■ **Collected data**:
= = = =

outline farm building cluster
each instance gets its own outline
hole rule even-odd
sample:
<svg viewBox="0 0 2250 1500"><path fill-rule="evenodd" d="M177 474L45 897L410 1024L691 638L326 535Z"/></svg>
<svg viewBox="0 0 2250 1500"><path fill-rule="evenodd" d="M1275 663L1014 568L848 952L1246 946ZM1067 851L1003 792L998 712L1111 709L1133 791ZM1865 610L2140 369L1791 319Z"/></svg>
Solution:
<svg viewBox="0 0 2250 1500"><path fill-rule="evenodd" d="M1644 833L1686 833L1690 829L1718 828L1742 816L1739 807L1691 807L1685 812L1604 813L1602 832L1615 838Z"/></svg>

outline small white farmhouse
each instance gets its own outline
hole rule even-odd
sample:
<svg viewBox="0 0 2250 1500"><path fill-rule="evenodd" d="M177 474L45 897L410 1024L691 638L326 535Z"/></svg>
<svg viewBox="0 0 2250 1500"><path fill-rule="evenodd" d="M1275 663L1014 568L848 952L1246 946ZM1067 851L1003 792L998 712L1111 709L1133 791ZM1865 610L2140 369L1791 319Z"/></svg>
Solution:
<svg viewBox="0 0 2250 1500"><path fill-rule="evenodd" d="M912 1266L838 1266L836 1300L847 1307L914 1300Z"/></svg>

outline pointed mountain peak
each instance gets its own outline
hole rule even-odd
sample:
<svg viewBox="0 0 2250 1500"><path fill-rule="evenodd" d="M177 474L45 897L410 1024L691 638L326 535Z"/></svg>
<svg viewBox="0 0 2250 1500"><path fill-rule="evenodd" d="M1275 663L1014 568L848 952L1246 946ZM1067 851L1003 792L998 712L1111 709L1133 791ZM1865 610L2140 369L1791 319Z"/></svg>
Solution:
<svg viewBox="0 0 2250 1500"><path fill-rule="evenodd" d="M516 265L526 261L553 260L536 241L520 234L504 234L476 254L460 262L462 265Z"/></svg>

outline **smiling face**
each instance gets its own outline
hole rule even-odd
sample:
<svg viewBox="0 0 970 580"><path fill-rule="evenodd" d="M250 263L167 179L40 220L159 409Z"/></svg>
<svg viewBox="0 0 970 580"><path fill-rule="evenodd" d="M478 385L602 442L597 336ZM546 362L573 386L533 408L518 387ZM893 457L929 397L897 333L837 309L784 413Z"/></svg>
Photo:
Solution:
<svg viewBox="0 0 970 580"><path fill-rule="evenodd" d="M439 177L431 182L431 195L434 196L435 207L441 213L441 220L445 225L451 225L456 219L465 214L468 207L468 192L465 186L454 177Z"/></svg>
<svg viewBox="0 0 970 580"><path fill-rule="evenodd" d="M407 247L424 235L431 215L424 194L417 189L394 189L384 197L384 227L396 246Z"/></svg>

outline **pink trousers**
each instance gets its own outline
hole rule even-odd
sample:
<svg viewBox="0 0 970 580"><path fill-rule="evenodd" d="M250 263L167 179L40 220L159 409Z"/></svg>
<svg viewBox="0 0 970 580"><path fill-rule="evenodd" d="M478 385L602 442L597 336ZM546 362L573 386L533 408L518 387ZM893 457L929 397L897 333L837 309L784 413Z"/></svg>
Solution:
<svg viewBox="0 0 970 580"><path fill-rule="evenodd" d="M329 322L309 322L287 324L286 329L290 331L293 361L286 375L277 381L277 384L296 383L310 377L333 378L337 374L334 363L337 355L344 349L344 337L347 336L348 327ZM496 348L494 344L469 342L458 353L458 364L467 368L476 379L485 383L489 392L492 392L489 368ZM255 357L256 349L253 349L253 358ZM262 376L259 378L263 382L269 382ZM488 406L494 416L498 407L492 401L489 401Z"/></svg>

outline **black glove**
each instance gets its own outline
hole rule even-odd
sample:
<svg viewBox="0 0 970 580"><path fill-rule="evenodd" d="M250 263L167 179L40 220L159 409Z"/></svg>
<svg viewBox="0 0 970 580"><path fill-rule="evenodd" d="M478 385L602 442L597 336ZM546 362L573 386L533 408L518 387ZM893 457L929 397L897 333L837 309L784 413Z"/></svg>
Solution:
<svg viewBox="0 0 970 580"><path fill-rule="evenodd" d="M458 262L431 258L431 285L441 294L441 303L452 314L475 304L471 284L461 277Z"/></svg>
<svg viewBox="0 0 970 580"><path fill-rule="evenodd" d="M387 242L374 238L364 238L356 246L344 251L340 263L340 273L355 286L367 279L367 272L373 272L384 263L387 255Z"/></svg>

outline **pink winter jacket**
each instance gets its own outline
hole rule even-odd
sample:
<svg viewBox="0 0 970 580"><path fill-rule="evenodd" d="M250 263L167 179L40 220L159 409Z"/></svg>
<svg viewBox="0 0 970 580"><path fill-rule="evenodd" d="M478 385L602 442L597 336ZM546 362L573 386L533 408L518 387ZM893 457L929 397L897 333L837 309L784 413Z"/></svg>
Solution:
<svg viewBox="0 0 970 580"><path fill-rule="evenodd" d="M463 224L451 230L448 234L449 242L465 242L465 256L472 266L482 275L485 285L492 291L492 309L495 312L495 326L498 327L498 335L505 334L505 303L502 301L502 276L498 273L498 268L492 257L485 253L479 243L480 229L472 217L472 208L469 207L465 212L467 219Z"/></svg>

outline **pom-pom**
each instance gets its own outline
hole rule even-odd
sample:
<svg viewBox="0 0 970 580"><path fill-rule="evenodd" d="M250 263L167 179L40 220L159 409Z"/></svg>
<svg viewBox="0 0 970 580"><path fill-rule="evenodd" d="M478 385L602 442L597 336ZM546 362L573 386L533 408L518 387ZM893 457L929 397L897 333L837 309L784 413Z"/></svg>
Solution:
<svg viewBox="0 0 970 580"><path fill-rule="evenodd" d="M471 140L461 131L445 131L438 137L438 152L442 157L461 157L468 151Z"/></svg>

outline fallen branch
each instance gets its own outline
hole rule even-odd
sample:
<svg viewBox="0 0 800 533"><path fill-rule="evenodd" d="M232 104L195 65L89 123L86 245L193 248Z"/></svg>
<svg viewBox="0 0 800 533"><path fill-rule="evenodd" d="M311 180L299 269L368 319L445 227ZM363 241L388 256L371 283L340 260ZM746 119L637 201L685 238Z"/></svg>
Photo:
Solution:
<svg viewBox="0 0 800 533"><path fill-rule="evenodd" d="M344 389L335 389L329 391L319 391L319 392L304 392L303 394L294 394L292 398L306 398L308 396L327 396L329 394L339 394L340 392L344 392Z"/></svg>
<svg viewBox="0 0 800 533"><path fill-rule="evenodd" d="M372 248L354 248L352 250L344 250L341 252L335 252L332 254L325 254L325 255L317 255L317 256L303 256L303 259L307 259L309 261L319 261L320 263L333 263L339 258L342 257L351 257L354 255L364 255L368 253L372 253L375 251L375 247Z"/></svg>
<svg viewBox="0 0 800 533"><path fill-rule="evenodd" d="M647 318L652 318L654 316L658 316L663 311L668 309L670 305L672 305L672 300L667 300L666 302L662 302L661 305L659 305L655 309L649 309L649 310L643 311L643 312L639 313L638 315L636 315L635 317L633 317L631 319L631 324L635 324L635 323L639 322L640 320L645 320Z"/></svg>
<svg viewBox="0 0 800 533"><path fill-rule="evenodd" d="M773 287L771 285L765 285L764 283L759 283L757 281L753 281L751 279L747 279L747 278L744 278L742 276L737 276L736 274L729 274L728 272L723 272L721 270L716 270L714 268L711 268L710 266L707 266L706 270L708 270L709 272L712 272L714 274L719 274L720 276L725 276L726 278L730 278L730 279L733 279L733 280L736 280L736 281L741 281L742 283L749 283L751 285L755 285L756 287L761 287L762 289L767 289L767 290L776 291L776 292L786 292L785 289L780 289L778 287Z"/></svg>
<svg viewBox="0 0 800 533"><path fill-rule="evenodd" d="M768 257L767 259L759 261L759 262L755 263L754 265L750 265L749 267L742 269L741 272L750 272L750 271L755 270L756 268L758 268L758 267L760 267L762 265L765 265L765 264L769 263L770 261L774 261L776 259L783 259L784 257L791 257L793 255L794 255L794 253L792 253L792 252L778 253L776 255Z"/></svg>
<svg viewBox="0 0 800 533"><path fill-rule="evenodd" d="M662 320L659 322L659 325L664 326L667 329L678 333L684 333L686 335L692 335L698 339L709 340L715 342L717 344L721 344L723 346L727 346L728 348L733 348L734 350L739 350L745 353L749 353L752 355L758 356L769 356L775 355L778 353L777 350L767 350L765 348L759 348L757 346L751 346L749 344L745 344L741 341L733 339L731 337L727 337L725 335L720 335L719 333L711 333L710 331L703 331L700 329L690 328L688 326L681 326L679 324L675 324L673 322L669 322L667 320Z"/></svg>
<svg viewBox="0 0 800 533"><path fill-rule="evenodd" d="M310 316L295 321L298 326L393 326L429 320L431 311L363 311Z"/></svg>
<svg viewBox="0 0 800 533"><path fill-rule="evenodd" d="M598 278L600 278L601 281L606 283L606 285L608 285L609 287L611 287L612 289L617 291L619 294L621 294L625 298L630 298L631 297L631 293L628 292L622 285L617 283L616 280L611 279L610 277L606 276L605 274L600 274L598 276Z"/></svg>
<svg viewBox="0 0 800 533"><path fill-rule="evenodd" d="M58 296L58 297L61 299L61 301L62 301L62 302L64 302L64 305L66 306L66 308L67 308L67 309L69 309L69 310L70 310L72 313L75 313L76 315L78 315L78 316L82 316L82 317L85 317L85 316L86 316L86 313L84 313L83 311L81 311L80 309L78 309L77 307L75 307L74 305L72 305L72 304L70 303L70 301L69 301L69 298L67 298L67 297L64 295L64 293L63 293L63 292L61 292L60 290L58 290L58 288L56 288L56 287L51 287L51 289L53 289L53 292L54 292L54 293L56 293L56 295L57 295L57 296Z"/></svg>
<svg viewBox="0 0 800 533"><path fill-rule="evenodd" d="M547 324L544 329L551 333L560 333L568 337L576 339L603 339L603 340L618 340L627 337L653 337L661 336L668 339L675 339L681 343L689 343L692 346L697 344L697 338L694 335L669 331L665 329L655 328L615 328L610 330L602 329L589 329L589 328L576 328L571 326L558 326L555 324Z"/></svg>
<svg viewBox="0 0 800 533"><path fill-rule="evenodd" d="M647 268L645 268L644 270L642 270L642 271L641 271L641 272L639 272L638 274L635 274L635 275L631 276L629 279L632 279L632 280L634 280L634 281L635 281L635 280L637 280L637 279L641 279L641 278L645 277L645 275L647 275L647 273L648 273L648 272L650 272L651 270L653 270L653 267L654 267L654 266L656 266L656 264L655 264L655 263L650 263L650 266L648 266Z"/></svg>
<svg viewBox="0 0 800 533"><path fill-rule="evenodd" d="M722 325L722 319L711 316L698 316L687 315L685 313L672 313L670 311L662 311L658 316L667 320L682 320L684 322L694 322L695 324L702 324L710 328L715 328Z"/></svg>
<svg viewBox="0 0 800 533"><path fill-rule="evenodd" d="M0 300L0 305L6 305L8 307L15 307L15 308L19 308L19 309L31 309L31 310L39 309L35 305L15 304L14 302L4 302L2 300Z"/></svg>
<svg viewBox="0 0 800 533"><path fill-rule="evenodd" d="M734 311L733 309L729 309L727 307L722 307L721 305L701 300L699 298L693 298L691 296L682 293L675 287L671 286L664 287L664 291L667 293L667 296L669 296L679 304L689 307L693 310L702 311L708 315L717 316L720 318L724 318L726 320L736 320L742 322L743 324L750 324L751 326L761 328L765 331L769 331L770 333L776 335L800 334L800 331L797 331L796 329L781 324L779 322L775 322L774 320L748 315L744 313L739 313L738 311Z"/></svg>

= = = =

■ **EXERCISE PROMPT**: In the records above, locate each line with the word "pink". Copy all such lines.

■ **EXPECTED ANSWER**:
outline **pink trousers**
outline **pink winter jacket**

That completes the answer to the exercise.